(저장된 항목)
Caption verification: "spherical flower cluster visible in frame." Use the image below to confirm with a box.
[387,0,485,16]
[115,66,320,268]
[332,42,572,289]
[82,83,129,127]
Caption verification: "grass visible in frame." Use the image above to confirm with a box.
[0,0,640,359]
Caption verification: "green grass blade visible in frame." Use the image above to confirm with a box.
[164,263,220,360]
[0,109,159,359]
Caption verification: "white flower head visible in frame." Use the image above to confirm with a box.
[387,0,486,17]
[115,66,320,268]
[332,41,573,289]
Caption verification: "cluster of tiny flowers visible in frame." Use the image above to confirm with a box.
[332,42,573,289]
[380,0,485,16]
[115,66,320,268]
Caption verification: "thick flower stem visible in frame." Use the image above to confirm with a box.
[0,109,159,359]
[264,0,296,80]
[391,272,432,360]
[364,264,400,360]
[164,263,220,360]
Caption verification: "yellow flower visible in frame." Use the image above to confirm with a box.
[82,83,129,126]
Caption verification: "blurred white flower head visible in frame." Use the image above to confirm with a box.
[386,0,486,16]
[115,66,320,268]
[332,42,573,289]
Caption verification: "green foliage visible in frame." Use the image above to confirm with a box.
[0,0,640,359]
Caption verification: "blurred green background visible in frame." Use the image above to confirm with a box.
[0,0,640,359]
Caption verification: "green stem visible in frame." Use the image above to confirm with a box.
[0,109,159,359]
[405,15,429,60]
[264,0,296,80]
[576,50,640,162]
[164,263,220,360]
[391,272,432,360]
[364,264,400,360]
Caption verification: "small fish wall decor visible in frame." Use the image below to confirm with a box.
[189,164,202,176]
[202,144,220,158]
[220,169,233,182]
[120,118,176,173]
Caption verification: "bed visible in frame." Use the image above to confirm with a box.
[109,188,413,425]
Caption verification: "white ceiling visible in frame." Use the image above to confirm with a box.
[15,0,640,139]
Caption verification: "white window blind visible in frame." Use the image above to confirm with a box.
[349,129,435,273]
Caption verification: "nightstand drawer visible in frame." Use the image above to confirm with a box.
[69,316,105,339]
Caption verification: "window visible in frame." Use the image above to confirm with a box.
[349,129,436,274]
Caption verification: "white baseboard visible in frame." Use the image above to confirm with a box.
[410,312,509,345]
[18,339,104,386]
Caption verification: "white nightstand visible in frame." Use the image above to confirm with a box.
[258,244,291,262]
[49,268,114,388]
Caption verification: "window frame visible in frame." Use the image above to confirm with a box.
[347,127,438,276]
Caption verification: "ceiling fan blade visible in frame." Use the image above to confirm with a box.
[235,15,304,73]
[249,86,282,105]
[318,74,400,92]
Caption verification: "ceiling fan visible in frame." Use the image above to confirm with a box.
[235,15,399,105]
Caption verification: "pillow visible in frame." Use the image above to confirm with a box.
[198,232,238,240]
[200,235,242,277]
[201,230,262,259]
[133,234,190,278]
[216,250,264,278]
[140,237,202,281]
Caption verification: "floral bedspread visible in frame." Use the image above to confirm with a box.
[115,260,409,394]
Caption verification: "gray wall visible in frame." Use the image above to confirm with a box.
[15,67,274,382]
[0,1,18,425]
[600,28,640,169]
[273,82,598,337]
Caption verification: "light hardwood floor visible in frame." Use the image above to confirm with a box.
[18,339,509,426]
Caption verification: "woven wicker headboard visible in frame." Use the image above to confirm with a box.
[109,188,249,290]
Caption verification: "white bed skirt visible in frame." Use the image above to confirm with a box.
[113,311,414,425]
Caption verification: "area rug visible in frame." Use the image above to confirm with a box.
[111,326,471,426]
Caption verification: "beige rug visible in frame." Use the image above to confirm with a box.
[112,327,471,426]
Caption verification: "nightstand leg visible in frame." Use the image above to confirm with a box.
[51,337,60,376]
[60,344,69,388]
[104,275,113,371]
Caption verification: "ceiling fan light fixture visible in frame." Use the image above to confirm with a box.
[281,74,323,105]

# 할 일
"frame visible in" 문구가 든 줄부터 자료 마지막 줄까지, 요청 문장을 포함해 해당 줄을 모두 다시 쓰세요. 이때 답에 있는 상자 좌표는 전부 2.2배로 크기를 조정하고 정수로 반올림하되, 0.5는 올리세요.

# 답변
Caption verification: "window frame visible in frame." Use the image above to confirm with a box.
[763,279,964,607]
Caption verification: "ceiling fan blade visible in frame." Use the image above to confirm with a box.
[517,33,669,161]
[548,189,620,231]
[700,163,880,202]
Caption verification: "ceiling fan visible in frame." Use the image above to confirm with a box.
[517,33,878,231]
Caption verification: "pillow visible in frame." Use the image above to confirm with a box.
[436,510,524,528]
[440,517,532,609]
[442,506,576,570]
[293,515,418,612]
[475,550,581,612]
[308,521,444,618]
Caption verification: "floral bedspread visible in frame." Use the image above to confirm with a box.
[253,572,900,867]
Caption verification: "gray wall visible in frame." Use the image above to confirm with a box.
[33,147,603,840]
[0,2,40,935]
[1320,62,1408,372]
[601,180,1316,741]
Caption verification: "light hardwood floor visible in frame." Use the image above to confirm with a box.
[40,746,1120,937]
Caption verification: "woven wicker headboard visible in frame." Use the image above to confirm with a box.
[240,414,548,638]
Caption verification: "white bed skirt visible in frame." Use the image above to confirm with a box.
[249,684,911,935]
Caption verification: "area rug visible in frame." Use the image above to confirm with a box.
[244,717,1036,937]
Caption verification: "beige rug visible in frame." Use the image above to confirm with a box.
[246,719,1036,937]
Caption verification: "nightstand leg visible in frame." Use the image above to confirm with a box.
[112,741,132,827]
[132,757,152,854]
[229,605,249,816]
Caption verification: "ceiling fan light fixture visible in frame." Use the image above to confirm with a box.
[618,163,711,231]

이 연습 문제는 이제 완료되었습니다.